::: Sayfa Alıntısı :::

Bulgari CEO’su Jean-Christophe Babin Röportajı

Bulgari CEO’su Jean-Christophe Babin Röportajı

Baselworld 2016 süresince gerçekleştirdiğimiz röportajlardan ilki Bvlgari markasının CEO’su Jean-Christophe Babin ile oldu. Editörümüz Serdar OAL’ın kendisiyle yaptığı keyifli sohbetin detayları haberimizde.

SO: Öncelikle Horobox’a hoş geldiniz Bay Babin.. Bizimle beraber olduğunuz için teşekkür ederiz.

JCB: Hoş bulduk.. Ben teşekkür ederim..

SO: Şu an sektörün önemli markalarından birinde CEO olarak görev yapıyorsunuz. Bunun yanında sizin sıkı bir saat koleksiyoneri olduğunuzu da biliyoruz. Bir lüks saat üreticisi firmanın CEO’su konumunda olmak sizin saat seçimlerinizi etkiliyor mu..? Mesela o gün hangi saati takacağınıza veya koleksiyonunuza katmayı planladığınız yeni saatinize karar verme aşamasında etkisi oluyor mu..?

:::

Yapılacak Görevler:
1) Yukarıdaki Babin röportajına göre şu ifadeler doğru mu? Her birine evet ya da hayır deyip metinden belirleyici sözleri aynen alıntıla. (a) Babin ile yapılan görüşme, Baselworld 2016 sırasında yapılan röportajların ilkidir. (b) Sohbeti editör Serdar OAL gerçekleştirmiştir. (c) Babin'in saat koleksiyonculuğuyla bir ilgisi yoktur.
2) Babin röportajını, son soruya gelen yanıttan başlayarak sürdürür müsün?

::: Gösterilen Bilgiler :::

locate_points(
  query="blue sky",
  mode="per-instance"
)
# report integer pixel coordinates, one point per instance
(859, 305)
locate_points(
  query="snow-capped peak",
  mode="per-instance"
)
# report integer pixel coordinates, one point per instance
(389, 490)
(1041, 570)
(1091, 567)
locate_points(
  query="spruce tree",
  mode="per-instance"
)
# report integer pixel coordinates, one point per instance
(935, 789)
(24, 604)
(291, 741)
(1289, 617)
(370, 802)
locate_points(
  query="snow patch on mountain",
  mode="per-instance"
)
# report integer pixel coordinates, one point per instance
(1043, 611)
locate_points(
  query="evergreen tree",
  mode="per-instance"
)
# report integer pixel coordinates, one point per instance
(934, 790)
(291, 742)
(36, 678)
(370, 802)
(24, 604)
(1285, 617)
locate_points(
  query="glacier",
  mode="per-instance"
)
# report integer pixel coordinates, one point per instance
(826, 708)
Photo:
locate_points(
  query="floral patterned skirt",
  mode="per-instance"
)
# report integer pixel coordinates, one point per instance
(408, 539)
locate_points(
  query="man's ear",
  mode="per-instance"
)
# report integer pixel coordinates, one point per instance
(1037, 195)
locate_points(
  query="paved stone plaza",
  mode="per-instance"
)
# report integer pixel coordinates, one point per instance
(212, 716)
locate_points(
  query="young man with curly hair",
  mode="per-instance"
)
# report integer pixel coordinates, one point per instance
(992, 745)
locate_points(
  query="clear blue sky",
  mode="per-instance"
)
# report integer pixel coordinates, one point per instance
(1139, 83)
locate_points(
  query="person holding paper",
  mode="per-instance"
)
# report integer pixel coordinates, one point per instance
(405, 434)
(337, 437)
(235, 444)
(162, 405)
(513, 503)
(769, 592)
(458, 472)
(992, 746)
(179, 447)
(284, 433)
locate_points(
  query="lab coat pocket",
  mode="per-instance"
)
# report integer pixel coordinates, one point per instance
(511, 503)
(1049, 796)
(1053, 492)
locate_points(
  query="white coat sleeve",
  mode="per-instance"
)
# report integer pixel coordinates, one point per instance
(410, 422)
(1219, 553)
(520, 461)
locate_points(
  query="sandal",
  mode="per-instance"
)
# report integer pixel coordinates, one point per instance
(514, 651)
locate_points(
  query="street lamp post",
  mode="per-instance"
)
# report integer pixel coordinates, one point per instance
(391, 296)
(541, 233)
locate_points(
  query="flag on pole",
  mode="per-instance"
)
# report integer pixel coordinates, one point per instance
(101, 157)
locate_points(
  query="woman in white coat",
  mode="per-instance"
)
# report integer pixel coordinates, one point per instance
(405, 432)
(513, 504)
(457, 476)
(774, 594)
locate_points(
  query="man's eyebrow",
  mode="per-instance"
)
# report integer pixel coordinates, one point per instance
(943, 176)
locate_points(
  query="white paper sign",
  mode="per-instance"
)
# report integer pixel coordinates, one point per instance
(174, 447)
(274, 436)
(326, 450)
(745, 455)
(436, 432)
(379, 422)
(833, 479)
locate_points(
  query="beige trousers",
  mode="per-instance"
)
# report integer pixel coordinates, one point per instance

:::

Sonuçlar:
1)
(a) Evet: "Baselworld 2016 süresince gerçekleştirdiğimiz röportajlardan ilki Bvlgari markasının CEO’su Jean-Christophe Babin ile oldu"
(b) Evet: "Editörümüz Serdar OAL’ın kendisiyle yaptığı keyifli sohbetin detayları haberimizde"
(c) Hayır: "sizin sıkı bir saat koleksiyoneri olduğunuzu da biliyoruz"

2)
JCB: Aslında olmuyor. Yaklaşık 20 senedir saat koleksiyonerliği yapıyorum.. Deyim yerindeyse içimde saat sevgisiyle doğduğumu söyleyebilirim ki bu da Bulgari’de CEO olarak göreve başlamamdan bir hayli önceye dayanıyor dolayısıyla, seçimlerim Bulgari markasına ait ürünler ile sınırlı değil. Ancak bazı özel okazyonlarda bu duruma dikkat ettiğimi söyleyebilirim zira Bulgari’nin CEO’su olarak bulunduğum yerlerde kolumda farklı markadan bir saat ile görünmem çalıştığım kuruma haksızlık olur diye düşünüyorum.

_DSC6482-copy.jpg

SO: Yaklaşık iki sene gibi kısa bir zaman zarfında Bulgari’den ardı ardına rekor kıran teknik özelliklerle donatılmış modeller ile tanıştık.. Özellikle ‘’incelik’’ teması üzerine yoğunlaşan bu modellerin ardından bizleri ne gibi yenilikler bekliyor..?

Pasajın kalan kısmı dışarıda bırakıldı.